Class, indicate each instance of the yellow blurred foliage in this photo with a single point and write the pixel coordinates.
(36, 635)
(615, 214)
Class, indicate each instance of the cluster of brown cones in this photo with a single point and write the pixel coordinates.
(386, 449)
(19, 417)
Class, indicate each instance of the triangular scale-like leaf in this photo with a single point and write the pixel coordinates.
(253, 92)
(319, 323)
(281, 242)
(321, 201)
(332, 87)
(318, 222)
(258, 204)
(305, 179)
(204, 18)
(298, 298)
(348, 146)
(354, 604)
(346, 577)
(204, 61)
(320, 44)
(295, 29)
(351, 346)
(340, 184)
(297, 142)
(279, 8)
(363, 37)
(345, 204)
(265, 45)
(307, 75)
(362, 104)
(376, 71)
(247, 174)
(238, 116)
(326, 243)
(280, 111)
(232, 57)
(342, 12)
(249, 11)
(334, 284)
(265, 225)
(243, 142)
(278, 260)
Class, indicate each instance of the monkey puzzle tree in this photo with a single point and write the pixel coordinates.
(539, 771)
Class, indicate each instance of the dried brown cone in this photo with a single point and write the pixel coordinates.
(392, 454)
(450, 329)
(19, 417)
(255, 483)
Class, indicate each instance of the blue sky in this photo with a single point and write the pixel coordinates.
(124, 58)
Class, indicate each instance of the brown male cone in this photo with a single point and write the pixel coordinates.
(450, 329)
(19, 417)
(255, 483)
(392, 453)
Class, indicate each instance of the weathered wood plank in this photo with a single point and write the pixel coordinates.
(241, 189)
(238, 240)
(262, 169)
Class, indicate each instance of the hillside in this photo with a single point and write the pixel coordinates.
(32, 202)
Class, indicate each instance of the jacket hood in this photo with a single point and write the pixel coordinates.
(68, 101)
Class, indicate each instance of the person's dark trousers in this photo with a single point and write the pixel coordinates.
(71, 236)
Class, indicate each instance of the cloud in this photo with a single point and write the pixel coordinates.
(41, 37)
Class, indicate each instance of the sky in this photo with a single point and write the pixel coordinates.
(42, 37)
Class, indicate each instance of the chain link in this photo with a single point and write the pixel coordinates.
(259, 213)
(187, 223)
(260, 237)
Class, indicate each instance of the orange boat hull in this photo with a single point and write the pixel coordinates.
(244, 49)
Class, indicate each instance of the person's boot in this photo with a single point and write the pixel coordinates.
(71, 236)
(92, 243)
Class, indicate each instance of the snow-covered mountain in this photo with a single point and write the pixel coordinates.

• • • • • • •

What needs to be done » Retype the listing above exactly as it appears.

Answer space »
Class, indicate each instance of the yellow blurred foliage in this photo with a single point and write the pixel coordinates.
(36, 635)
(615, 214)
Class, indicate each instance of the cluster of brown cones in this photo with a single point and write the pixel coordinates.
(386, 449)
(19, 417)
Class, indicate each instance of the triangular scale-like leaf in this photo with a single point and write the pixel coordinates.
(253, 92)
(319, 323)
(281, 242)
(321, 201)
(332, 87)
(318, 222)
(258, 204)
(305, 179)
(204, 18)
(298, 298)
(348, 146)
(354, 604)
(346, 577)
(204, 61)
(320, 44)
(295, 29)
(351, 346)
(340, 184)
(297, 142)
(279, 8)
(363, 37)
(345, 204)
(265, 45)
(307, 75)
(362, 104)
(376, 71)
(247, 174)
(238, 116)
(326, 243)
(280, 111)
(232, 57)
(342, 12)
(249, 11)
(334, 284)
(265, 225)
(243, 142)
(278, 260)
Class, indicate each instance of the monkey puzzle tree in this photo with a single point and write the pixel coordinates.
(539, 771)
Class, indicate each instance of the dried brown cone in this photo with a single point and write the pixel coordinates.
(392, 454)
(450, 329)
(19, 417)
(255, 483)
Class, indicate each instance of the blue sky in this photo with a single point and write the pixel coordinates.
(124, 58)
Class, indicate each instance of the brown male cone in this photo with a single point and write the pixel coordinates.
(450, 329)
(19, 417)
(255, 483)
(392, 453)
Class, indicate each instance of the weathered wood plank in this photo with a single point and write the pixel coordinates.
(241, 189)
(238, 240)
(262, 169)
Class, indicate each instance of the hillside in this photo with a single point and write the pixel coordinates.
(32, 202)
Class, indicate each instance of the jacket hood in this photo with a single point and write the pixel coordinates.
(68, 101)
Class, indicate each instance of the person's dark trousers in this photo with a single point and write the pixel coordinates.
(71, 236)
Class, indicate each instance of the cloud in this photo with a single point and write the pixel coordinates.
(41, 37)
Class, indicate each instance of the sky in this photo with a single point and write the pixel coordinates.
(42, 37)
Class, indicate each instance of the chain link in this photo with a single point and write the pixel coordinates.
(259, 213)
(187, 223)
(260, 237)
Class, indicate each instance of the orange boat hull in this photo with a single point and write the pixel coordinates.
(244, 49)
Class, indicate each instance of the person's boot in this photo with a single point and write the pixel coordinates.
(71, 236)
(92, 243)
Class, indicate each instance of the snow-covered mountain in this photo with a single point and write the pixel coordinates.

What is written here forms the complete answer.